_WHAT TO PRODUCE_. Update the material below by changing every occurrence of "Practice step" to "Exercise step". Reproduce all other text unchanged.

_EXERCISE DATA_.
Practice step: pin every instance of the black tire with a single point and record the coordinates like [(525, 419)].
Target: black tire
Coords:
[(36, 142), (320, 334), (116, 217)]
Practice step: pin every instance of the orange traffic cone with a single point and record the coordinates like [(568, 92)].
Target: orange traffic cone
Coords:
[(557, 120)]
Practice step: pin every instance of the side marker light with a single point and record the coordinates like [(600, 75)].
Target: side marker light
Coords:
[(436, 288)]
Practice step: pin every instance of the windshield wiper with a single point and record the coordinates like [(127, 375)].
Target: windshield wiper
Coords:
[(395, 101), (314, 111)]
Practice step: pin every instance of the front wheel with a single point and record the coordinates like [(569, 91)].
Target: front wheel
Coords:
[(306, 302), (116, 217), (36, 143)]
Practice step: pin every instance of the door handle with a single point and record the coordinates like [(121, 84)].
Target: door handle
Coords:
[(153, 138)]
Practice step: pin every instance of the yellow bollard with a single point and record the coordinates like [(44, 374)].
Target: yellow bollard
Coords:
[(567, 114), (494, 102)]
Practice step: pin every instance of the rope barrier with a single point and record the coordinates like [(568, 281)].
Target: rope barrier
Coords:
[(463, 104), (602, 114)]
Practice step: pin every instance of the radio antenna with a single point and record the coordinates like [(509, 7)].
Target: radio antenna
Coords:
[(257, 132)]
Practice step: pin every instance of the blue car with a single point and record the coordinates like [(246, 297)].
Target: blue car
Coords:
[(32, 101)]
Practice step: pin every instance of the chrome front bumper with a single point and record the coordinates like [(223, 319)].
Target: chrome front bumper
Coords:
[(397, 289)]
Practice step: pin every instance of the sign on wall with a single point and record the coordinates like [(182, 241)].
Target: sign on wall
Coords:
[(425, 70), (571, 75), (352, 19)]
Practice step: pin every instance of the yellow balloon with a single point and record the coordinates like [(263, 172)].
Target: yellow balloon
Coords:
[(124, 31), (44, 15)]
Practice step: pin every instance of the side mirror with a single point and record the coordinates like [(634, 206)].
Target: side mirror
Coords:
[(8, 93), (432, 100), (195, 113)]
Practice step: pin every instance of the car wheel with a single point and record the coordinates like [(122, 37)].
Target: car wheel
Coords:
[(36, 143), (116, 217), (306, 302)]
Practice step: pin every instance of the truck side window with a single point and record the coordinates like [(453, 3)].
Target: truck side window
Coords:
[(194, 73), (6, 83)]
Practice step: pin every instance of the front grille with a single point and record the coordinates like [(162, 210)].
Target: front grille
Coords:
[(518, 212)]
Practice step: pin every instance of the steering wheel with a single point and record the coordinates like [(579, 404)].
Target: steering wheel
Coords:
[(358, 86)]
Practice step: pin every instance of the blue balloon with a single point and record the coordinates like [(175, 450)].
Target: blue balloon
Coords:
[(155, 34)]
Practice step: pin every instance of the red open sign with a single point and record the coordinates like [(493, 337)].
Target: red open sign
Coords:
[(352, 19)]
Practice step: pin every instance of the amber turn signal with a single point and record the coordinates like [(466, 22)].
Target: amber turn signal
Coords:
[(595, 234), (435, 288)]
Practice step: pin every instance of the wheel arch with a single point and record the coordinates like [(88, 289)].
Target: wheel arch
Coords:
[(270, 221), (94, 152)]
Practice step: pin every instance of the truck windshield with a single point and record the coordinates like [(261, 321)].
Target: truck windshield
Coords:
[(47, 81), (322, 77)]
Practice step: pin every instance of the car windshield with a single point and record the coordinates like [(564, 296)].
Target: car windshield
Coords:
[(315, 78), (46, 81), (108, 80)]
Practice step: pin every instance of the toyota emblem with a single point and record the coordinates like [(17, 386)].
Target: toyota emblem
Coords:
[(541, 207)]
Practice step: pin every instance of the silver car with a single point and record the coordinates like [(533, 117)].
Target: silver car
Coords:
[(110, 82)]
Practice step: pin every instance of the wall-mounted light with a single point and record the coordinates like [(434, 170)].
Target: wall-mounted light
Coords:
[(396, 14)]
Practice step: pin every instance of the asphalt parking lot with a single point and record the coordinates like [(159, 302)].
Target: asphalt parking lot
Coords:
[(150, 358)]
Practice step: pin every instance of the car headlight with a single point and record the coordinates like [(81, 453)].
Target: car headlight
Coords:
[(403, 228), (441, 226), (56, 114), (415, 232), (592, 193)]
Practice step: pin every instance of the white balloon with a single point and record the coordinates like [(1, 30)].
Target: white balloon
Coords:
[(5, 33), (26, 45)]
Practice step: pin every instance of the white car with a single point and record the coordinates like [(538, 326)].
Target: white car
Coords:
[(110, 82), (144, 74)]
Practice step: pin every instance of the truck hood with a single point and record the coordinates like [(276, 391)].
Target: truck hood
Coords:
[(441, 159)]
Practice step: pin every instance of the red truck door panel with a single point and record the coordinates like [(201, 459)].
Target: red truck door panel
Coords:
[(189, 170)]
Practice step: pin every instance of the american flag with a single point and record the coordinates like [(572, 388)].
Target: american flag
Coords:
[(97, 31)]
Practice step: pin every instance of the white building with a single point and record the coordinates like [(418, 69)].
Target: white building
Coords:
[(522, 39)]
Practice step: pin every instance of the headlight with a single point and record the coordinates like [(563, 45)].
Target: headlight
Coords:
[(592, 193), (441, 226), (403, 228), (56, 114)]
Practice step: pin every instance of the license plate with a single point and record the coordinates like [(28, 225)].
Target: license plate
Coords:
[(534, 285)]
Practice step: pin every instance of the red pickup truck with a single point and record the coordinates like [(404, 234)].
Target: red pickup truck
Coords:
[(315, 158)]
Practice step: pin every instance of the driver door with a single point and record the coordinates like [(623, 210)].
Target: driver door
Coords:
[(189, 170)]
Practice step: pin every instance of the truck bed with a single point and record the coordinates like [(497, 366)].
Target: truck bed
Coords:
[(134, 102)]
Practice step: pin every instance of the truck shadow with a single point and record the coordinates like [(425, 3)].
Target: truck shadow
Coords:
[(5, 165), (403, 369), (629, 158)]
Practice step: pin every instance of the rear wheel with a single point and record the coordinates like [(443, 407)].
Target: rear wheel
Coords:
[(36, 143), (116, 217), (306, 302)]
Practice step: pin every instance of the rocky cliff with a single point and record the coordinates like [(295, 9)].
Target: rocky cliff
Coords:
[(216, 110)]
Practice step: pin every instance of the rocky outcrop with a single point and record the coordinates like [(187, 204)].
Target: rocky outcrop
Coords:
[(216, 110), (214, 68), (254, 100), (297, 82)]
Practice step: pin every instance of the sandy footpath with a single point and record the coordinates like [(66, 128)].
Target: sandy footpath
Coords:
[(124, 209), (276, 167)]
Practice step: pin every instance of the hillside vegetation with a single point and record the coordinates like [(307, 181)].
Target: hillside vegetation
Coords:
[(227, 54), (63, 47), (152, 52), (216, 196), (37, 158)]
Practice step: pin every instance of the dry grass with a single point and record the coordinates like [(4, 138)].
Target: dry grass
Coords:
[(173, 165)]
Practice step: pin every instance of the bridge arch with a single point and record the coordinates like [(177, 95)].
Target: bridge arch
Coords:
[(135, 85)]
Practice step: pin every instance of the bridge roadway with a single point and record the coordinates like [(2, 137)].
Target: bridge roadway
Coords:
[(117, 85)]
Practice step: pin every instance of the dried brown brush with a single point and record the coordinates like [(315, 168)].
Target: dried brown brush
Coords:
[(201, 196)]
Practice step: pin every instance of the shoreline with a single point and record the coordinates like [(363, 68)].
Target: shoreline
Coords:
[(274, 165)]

_FINISHED EXERCISE_.
Exercise step: pin every instance of the black tire with a single point and record the coordinates like [(525, 419)].
Target: black tire
Coords:
[(36, 142), (320, 334), (116, 217)]
Exercise step: pin every instance of the orange traffic cone with a single point and record the coordinates like [(568, 92)].
Target: orange traffic cone
Coords:
[(557, 120)]
Exercise step: pin every instance of the side marker light with a single point and record the coordinates like [(600, 75)].
Target: side marker light
Coords:
[(436, 288)]
Exercise step: pin every instance of the windshield wiper with a single point and record the coordinates like [(127, 375)].
Target: windshield wiper
Coords:
[(395, 101), (314, 111)]
Exercise step: pin every instance of the front wheel with a single point and record the coordinates like [(569, 91)].
Target: front wheel
Coords:
[(306, 302), (116, 217), (36, 143)]
Exercise step: pin every instance of the door handle with a single point and record the coordinates like [(121, 84)].
Target: door handle
Coords:
[(153, 138)]
Exercise step: pin every instance of the yellow bollard with a single point and record the coordinates like [(44, 374)].
Target: yellow bollard
Coords:
[(567, 114), (494, 102)]
Exercise step: pin every instance of the rope barrier with a single point and record the coordinates like [(568, 281)].
Target: rope barrier
Coords:
[(463, 104), (602, 114)]
Exercise step: pin every instance of the radio antenna with a single point and record the coordinates like [(509, 7)].
Target: radio antenna
Coords:
[(257, 132)]
Exercise step: pin every instance of the blue car with a single point and record the coordinates like [(246, 297)].
Target: blue car
Coords:
[(32, 101)]
Exercise step: pin every instance of the chrome front bumper with a single point and record the coordinates like [(223, 319)].
Target: chrome front bumper
Coords:
[(397, 289)]
Exercise step: pin every instance of the sign on wall with a single point and record the coordinates like [(182, 241)].
Target: sign on wall
Coords:
[(425, 70), (571, 75), (352, 19)]
Exercise step: pin every instance of the yellow balloon with a single point and record the coordinates like [(263, 172)].
Target: yellow balloon
Coords:
[(124, 31), (44, 15)]
Exercise step: pin every instance of the side mirror with a single point and record the coordinates like [(634, 206)].
Target: side mirror
Coords:
[(8, 93), (432, 100), (195, 113)]
Exercise step: pin every instance of the car wheel with a single point and record the coordinates like [(122, 37)].
Target: car wheel
Coords:
[(36, 143), (116, 217), (306, 302)]
Exercise step: pin every instance of the truck side window with a single point and record the coordinates like [(453, 3)].
Target: truck side window
Coords:
[(194, 73), (6, 83)]
Exercise step: pin every instance of the front grille with a single point and record the coordinates like [(162, 210)].
Target: front grille
Coords:
[(518, 212)]
Exercise step: pin every instance of the steering wheel with a single point and record the coordinates like [(579, 404)].
Target: steering wheel
Coords:
[(358, 86)]
Exercise step: pin every instance of the blue balloon with a single point and record the coordinates like [(175, 450)].
Target: blue balloon
Coords:
[(155, 34)]
Exercise step: pin every instance of the red open sign with a single point and record the coordinates like [(493, 337)].
Target: red open sign
Coords:
[(352, 19)]
Exercise step: pin every instance of the amber turn signal with a single point and record the coordinates like [(466, 22)].
Target: amber turn signal
Coords:
[(595, 234), (435, 288)]
Exercise step: pin every instance of the wheel arch with a single point and record the coordinates like [(88, 289)].
Target: wheel arch
Coords:
[(270, 221), (94, 152)]
Exercise step: pin every instance of the truck windshield with a single point and record the coordinates like [(261, 321)].
Target: truck windshield
Coords:
[(47, 81), (322, 77)]
Exercise step: pin every instance of the car windshield with a single point and record the coordinates like [(564, 296)].
Target: car windshield
Coords:
[(315, 78), (46, 81), (108, 80)]
Exercise step: pin every instance of the toyota emblem with a single point and record the coordinates like [(17, 386)].
Target: toyota emblem
Coords:
[(541, 207)]
Exercise step: pin every instance of the silver car with a single point and record the coordinates like [(533, 117)].
Target: silver car
Coords:
[(110, 82)]
Exercise step: pin every instance of the wall-mounted light with a single point and record the coordinates like [(434, 170)].
Target: wall-mounted light
Coords:
[(396, 14)]
Exercise step: pin every instance of the asphalt parking lot with a single point and record the coordinates like [(159, 302)].
Target: asphalt parking lot
Coords:
[(150, 358)]
Exercise step: pin every instance of the car headlight with a single point and record the coordinates like [(81, 453)].
Target: car headlight
Coords:
[(403, 228), (441, 226), (56, 114), (415, 232), (592, 193)]
Exercise step: pin every instance of the white balloon with a single point and record the coordinates like [(1, 30)].
Target: white balloon
Coords:
[(5, 33), (26, 45)]
Exercise step: pin every instance of the white car with a single point and record the coordinates like [(538, 326)].
Target: white car
Coords:
[(110, 82), (144, 74)]
Exercise step: pin every instance of the truck hood with a single point and record the coordinates like [(276, 391)].
Target: truck hood
Coords:
[(441, 159)]
Exercise step: pin every instance of the red truck door panel with a single point and record the coordinates like [(201, 459)].
Target: red truck door panel
Coords:
[(189, 170)]
Exercise step: pin every instance of the american flag with a single point and record the coordinates like [(572, 388)].
Target: american flag
Coords:
[(97, 31)]
Exercise step: pin every instance of the white building with a single point and record the coordinates like [(418, 69)].
Target: white building
Coords:
[(522, 39)]
Exercise step: pin every instance of the headlight with a single point and record the coordinates like [(563, 45)].
Target: headlight
Coords:
[(592, 193), (441, 226), (403, 228), (56, 114)]
Exercise step: pin every instance of the license plate with a single point and record the coordinates like [(28, 225)].
Target: license plate
Coords:
[(534, 285)]
Exercise step: pin every instance of the red pickup truck with a single point and record the coordinates like [(404, 234)].
Target: red pickup truck
Coords:
[(315, 158)]
Exercise step: pin every instance of the driver door with a single point and record the coordinates like [(623, 210)].
Target: driver door
Coords:
[(189, 170)]
Exercise step: pin every instance of the truck bed with a single point and record the coordinates like [(497, 366)].
Target: truck bed
Coords:
[(134, 102)]
Exercise step: pin every instance of the truck shadow with a single point and record the coordinates like [(425, 3)].
Target: truck shadow
Coords:
[(5, 165), (403, 369), (629, 158)]
Exercise step: pin every instance of the rear wheel with a single point and record the coordinates like [(443, 407)].
Target: rear wheel
Coords:
[(36, 143), (116, 217), (306, 302)]
Exercise step: pin every instance of the rocky cliff with a single point and record the coordinates like [(295, 9)].
Target: rocky cliff
Coords:
[(216, 110)]
Exercise step: pin every instance of the rocky outcrop with a single point and record the coordinates like [(187, 204)].
Target: rocky outcrop
Coords:
[(216, 110), (214, 68), (254, 100), (297, 82)]
Exercise step: pin every instance of the sandy footpath with a single point and record the coordinates like [(66, 128)].
Target: sandy footpath
Coords:
[(124, 209), (276, 167)]
Exercise step: pin every instance of the hillside vegetation with a single point and record the coordinates like [(307, 181)].
Target: hillside vegetation
Coords:
[(227, 54), (63, 47), (152, 52), (216, 196), (37, 158)]
Exercise step: pin every instance of the dry grass with a single point and record the coordinates like [(4, 138)].
Target: dry grass
Coords:
[(173, 165)]
Exercise step: pin every instance of the bridge arch with a single point and record the coordinates like [(177, 95)].
Target: bridge arch
Coords:
[(135, 85)]
Exercise step: pin every instance of the bridge roadway with a single point and record the coordinates like [(2, 137)].
Target: bridge roadway
Coords:
[(117, 85)]
Exercise step: pin every instance of the dried brown brush with a single point and record the coordinates like [(315, 168)].
Target: dried brown brush
Coords:
[(201, 196)]
Exercise step: pin every instance of the shoreline with a single point and record the coordinates like [(363, 68)].
Target: shoreline
Coords:
[(274, 165)]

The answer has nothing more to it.